JOB — Rewrite the entries from the line containing "Objective - one point per instance of the billboard" through the end of the entries, inclusive, renaming "safety fence" as "crash barrier" and leaving everything else unchanged.

AVAILABLE DATA —

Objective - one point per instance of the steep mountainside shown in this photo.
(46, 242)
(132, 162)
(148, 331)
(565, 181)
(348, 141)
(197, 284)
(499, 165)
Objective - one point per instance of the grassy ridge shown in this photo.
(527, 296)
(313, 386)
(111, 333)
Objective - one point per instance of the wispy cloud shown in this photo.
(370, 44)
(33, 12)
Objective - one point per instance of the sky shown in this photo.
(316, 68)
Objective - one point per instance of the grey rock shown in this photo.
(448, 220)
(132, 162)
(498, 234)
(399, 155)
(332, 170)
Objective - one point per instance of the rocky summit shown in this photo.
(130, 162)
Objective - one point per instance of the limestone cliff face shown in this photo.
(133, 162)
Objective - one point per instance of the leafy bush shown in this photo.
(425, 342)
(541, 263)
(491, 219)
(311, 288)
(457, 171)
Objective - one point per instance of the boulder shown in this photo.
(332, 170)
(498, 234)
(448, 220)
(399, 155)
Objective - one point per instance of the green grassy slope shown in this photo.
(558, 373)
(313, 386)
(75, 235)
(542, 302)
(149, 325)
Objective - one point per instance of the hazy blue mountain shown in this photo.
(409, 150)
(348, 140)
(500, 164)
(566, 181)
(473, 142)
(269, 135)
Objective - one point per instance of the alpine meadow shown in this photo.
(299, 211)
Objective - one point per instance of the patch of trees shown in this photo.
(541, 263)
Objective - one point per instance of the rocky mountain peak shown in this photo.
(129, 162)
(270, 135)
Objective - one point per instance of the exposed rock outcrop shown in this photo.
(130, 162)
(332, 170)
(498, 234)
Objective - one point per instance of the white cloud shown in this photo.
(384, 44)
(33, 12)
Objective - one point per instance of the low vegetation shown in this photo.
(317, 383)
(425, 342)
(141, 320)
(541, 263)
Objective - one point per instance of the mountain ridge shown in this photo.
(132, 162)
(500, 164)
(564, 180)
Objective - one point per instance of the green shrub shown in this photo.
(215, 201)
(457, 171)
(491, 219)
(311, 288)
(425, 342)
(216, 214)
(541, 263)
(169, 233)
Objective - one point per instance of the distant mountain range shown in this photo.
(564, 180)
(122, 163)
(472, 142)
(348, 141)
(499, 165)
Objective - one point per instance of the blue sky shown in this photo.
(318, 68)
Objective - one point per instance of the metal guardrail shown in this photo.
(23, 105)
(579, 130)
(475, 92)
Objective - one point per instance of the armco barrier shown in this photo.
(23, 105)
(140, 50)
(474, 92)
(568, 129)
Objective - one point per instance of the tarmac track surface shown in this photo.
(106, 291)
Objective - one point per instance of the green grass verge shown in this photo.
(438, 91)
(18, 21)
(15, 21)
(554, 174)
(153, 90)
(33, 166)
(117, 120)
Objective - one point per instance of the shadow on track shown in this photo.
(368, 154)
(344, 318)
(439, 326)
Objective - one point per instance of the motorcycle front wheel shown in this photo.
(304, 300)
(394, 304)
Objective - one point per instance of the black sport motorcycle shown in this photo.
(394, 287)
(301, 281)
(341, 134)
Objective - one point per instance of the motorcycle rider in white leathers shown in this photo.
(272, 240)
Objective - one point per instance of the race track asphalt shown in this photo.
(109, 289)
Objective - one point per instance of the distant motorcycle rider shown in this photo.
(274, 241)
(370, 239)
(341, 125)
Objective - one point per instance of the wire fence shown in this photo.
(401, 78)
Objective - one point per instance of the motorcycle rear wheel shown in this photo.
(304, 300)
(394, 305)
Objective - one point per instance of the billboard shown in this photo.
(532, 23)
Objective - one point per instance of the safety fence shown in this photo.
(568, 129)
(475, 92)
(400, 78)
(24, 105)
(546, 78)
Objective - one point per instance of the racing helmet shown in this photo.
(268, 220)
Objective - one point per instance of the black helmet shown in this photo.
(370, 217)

ANSWER TO THIS PROBLEM —
Objective - one point per instance of the billboard shown in this photo.
(532, 23)
Objective - one point per instance of the crash barrier shown in this photo.
(568, 129)
(475, 92)
(400, 78)
(24, 105)
(546, 78)
Objective - one point per instance of the racing helmet shown in this photo.
(268, 220)
Objective - one point per instance of the black helmet shown in this photo.
(370, 217)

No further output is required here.